## Using the information
[A] Please extract, word for word, the part of the article on the CDC's COVID-19 guidance that opens with the words containing "GUILFORD COUNTY, N.C." and closes with "based on vaccination.".
[B] Extend the article on the CDC's COVID-19 guidance, picking up right after its last line.

GUILFORD COUNTY, N.C. — The Centers for Disease Control and Prevention has changed its guidance for those exposed and infected with COVID-19, including removing separate guidelines based on vaccination.
"What I hear from the government is that there is an expectation or understanding that COVID is with us now and that we can continue to do our best to (...) mitigate it but it is in our environment and is endemic now," said Dr. Jeffrey Hatcher an infectious disease physician with Cone Health.
Hatcher said the variants are also playing a role in the decision.
"The (COVID-19) strain that's circulating now is not the same variance that the original strain was," said Dr. Hatcher. "(It) is more contagious, more people are catching it but people tend not to get as sick and also significantly fewer number of people are dying."
While the CDC is not creating separate guidance for vaccinated and unvaccinated people, doctors still say getting a vaccine is key. Dr. Hatcher said to be on the lookout for boosters this fall that will be designed to help fight COVID-19 variants better.
According to Hatcher, out of all of the people hospitalized for COVID-19 at Cone Health, only 30% are vaccinated.
What happens if I test positive for COVID-19?
You should isolate for at least five days and wear a high-quality mask for at least 10 days. If you are asymptomatic or fever-free for 24 hours without medication, you can end isolation. If you test negative on days six and eight, you can stop wearing your mask.
"If you have a more severe illness or moderate illness then the expectation is that you quarantine for 10 days and keep your mask on at all times and if your (symptoms are) severe on or (you're) in the hospital, your duration of quarantine will be up to your doctor so you need to follow up with them," said Dr. Hatcher.
What if I was exposed to someone with COVID-19?

## Supplied data

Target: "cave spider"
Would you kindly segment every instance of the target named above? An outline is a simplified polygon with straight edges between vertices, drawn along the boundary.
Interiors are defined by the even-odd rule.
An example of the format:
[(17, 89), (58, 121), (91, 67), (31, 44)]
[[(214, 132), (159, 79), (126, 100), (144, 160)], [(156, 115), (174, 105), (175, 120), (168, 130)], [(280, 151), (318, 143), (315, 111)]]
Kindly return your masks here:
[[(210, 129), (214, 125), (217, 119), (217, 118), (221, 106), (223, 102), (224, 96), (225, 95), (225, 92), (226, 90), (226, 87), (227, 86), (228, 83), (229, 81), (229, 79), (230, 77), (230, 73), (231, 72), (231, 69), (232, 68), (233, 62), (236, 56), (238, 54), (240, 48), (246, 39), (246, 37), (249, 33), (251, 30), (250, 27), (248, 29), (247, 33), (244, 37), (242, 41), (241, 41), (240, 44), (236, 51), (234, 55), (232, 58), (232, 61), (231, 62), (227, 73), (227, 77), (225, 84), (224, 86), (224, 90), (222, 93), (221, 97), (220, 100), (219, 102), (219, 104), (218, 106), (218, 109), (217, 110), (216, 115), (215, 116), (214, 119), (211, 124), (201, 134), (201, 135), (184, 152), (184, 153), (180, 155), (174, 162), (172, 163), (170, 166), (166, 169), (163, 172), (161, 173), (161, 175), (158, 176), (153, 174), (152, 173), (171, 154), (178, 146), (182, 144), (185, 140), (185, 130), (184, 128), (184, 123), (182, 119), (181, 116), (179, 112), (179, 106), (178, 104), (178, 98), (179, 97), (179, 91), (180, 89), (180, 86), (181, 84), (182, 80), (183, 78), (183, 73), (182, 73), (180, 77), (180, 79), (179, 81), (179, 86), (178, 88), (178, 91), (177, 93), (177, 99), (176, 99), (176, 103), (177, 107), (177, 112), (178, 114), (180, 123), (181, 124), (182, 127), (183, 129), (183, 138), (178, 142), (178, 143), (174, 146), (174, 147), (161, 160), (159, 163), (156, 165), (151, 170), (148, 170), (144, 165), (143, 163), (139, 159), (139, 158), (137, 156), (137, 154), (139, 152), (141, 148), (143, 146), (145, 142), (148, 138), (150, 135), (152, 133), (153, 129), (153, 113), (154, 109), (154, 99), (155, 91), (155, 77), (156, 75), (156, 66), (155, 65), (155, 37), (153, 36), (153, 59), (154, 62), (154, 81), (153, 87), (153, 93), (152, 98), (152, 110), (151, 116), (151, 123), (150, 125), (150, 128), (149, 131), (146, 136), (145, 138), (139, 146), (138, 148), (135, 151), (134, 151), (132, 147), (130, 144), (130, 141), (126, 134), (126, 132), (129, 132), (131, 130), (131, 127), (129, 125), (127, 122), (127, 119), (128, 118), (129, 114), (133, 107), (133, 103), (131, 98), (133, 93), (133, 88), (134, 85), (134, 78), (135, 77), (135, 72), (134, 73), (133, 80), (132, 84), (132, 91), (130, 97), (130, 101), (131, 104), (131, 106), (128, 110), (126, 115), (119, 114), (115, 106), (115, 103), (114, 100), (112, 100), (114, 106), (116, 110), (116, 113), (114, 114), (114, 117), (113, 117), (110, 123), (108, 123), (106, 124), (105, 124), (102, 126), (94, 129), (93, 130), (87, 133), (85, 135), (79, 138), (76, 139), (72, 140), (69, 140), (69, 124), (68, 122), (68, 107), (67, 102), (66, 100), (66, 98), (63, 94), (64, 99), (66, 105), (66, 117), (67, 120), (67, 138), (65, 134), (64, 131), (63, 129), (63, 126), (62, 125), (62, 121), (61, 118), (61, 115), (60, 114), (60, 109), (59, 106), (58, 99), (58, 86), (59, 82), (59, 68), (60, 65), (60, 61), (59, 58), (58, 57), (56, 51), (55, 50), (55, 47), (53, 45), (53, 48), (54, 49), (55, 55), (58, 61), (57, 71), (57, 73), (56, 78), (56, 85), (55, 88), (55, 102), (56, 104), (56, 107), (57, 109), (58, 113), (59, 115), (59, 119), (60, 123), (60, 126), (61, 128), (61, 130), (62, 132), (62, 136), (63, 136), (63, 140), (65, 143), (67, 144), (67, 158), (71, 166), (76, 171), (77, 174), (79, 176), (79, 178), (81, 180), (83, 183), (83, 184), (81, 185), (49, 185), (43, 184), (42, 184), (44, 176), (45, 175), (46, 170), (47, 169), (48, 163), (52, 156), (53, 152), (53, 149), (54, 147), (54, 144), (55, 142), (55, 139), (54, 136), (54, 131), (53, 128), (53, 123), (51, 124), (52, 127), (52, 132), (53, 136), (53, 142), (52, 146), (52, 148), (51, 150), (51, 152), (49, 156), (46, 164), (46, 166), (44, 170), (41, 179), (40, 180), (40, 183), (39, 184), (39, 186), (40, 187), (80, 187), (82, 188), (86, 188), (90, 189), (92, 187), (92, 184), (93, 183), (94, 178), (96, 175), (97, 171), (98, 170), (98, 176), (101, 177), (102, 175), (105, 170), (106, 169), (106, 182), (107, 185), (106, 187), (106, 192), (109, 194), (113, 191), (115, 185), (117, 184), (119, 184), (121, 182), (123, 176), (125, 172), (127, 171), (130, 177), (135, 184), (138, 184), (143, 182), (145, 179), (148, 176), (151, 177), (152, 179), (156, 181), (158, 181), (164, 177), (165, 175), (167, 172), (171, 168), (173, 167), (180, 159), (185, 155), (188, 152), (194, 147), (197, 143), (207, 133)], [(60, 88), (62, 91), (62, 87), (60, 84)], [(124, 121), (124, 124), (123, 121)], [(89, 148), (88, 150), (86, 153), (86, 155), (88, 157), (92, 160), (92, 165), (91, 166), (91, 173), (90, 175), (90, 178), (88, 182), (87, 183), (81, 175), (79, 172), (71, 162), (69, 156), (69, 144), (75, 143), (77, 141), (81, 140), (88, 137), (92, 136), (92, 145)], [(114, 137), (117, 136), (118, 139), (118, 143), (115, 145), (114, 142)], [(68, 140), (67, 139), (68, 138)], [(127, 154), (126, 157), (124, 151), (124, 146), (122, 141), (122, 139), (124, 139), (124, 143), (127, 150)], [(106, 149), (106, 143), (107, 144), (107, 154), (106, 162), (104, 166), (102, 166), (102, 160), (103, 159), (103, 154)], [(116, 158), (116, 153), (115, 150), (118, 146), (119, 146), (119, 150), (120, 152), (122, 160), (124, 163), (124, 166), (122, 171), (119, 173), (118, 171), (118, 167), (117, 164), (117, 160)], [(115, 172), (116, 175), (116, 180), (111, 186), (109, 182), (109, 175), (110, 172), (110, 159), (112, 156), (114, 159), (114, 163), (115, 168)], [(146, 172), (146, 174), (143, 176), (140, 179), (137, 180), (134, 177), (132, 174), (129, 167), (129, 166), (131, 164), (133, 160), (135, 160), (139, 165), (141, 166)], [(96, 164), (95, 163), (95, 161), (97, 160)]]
...
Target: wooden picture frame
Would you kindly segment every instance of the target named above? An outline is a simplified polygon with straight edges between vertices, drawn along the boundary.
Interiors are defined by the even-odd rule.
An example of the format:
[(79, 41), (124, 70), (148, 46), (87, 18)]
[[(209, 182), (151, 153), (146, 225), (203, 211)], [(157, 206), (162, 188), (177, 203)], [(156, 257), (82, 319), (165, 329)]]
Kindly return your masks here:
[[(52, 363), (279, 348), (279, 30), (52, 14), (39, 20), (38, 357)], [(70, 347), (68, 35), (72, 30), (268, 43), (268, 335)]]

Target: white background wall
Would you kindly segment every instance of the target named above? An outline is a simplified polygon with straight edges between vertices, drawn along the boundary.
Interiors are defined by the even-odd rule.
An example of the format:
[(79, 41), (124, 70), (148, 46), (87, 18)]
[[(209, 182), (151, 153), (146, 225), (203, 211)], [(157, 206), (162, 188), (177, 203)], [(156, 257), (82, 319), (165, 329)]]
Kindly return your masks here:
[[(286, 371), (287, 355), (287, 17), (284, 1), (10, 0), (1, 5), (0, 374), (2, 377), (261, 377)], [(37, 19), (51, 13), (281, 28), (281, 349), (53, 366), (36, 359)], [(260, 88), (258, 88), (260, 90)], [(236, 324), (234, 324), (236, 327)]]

## Solved tasks
[A]
GUILFORD COUNTY, N.C. — The Centers for Disease Control and Prevention has changed its guidance for those exposed and infected with COVID-19, including removing separate guidelines based on vaccination.

[B]
You no longer need to quarantine if you are exposed to someone with COVID-19. The CDC says you should wear a high-quality mask for at least 10 days and get tested on day five.
What if I was exposed to someone who was also exposed to COVID-19?
The short answer is you don't need to do anything unless the other person tests positive for COVID-19.
"My advice has always been don’t worry about the exposure until you definitely have a positive (test) from that person who you were exposed to or if they’re sick," Dr. Hatcher said. "If they are sick then you can be concerned and go get tested."
Triad COVID-19 cases on the rise
All but three counties our region - Alamance, Wilkes and Caswell - are ranked "high" by the CDC on the Community Levels map.
The CDC ranks counties low, medium and high based on COVID-19 cases and hospitalizations.
"The (...) reproductive rate has gone up dramatically over the past 3 to 4 weeks in Guilford County and a lot of that is around there is a new variant in town and that variant is very transmissible," said Dr. Hatcher. "So again just being careful about being in congregate settings or large settings around lots of people."
The Guilford County Health Department said "with back-to-school on the horizon and winter months ahead, it is imperative that we remain vigilant and cautious when it comes to COVID-19.
Guilford County health officials recommend wearing a mask indoors in public, staying up to date on vaccinations, and getting tested if you have symptoms.